* BEGIN Extracted material *

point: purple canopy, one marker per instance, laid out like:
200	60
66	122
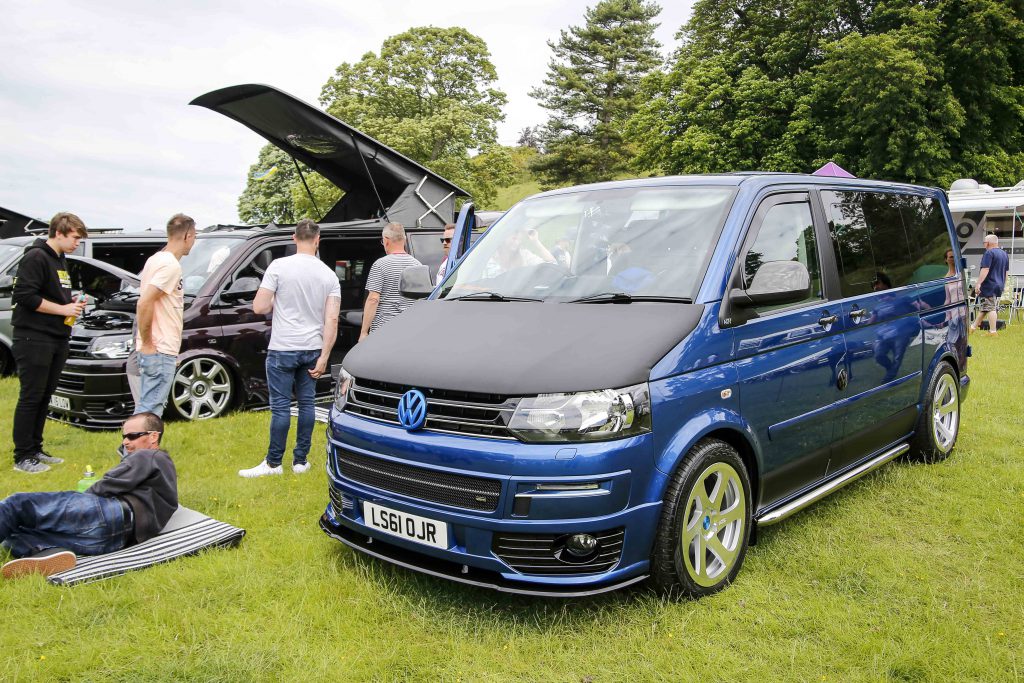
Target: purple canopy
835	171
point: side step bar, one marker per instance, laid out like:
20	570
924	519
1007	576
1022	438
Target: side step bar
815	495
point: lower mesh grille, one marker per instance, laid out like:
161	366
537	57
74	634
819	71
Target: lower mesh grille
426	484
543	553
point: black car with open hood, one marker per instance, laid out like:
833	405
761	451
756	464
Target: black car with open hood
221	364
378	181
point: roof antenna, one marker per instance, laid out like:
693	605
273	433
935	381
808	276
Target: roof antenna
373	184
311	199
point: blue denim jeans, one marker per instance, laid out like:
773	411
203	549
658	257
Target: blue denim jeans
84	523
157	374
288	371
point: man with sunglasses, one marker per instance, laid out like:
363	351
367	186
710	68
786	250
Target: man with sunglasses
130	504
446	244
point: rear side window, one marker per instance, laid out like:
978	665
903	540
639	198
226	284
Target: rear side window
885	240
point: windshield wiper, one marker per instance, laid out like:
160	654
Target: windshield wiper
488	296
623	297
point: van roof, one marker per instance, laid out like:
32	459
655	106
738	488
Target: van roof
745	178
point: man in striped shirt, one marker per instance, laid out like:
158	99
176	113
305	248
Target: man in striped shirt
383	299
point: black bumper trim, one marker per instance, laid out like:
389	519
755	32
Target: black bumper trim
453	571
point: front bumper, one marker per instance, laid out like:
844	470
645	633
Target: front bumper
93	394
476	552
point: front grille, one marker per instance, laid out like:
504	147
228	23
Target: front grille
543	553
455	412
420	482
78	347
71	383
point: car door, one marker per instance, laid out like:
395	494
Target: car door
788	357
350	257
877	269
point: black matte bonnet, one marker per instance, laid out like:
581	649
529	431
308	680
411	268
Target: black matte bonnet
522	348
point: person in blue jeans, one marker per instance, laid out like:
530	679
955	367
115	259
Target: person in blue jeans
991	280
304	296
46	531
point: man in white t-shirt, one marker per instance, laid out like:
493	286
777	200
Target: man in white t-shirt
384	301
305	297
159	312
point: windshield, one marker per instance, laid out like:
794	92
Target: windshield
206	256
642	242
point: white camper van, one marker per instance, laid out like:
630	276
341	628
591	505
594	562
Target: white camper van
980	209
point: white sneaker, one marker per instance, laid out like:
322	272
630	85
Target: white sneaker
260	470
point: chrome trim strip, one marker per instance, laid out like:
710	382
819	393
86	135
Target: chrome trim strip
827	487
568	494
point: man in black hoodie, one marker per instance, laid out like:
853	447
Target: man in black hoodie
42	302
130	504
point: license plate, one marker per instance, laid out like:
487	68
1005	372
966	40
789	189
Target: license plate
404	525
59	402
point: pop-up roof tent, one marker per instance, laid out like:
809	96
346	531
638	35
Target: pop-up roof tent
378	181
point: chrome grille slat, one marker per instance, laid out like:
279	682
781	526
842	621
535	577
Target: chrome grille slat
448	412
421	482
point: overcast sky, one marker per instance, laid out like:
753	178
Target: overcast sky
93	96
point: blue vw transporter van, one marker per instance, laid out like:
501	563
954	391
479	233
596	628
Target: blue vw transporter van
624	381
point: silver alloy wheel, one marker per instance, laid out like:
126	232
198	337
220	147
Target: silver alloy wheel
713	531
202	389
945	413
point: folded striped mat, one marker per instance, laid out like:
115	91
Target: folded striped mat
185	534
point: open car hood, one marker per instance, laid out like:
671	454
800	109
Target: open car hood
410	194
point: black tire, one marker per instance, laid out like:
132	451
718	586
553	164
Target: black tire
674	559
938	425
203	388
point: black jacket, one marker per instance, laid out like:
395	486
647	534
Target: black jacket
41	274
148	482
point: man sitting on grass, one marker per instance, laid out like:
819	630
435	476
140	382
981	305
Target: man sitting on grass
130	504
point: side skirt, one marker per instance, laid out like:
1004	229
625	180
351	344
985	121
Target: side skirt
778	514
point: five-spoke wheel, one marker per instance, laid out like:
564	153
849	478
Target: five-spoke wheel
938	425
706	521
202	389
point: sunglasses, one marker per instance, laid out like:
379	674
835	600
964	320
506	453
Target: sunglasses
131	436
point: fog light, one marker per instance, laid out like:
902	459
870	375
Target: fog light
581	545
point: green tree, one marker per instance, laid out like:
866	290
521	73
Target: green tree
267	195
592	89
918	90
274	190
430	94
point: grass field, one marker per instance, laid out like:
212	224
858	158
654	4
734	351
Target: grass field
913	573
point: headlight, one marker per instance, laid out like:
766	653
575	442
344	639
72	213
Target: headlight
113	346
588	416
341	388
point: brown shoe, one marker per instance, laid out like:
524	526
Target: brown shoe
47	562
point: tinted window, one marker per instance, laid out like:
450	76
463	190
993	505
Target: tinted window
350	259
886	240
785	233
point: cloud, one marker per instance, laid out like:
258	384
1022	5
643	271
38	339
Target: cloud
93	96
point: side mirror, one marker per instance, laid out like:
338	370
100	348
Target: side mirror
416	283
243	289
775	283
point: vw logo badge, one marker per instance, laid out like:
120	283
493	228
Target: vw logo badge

* END Extracted material *

* Problem details *
Can you print the entries verbatim, starting at the line that contains "point: cloud, one" and continuing through the final line of the entries, both ends included?

* Full response *
point: cloud, one marker per instance, laid out like:
258	384
1022	5
643	271
38	339
Target: cloud
93	96
point: side mirror, one marker per instance, laid out like:
338	370
100	348
Target: side mirror
416	283
243	289
775	283
point: vw logo badge, one marker per instance, laid out like:
120	283
493	228
Target: vw logo badge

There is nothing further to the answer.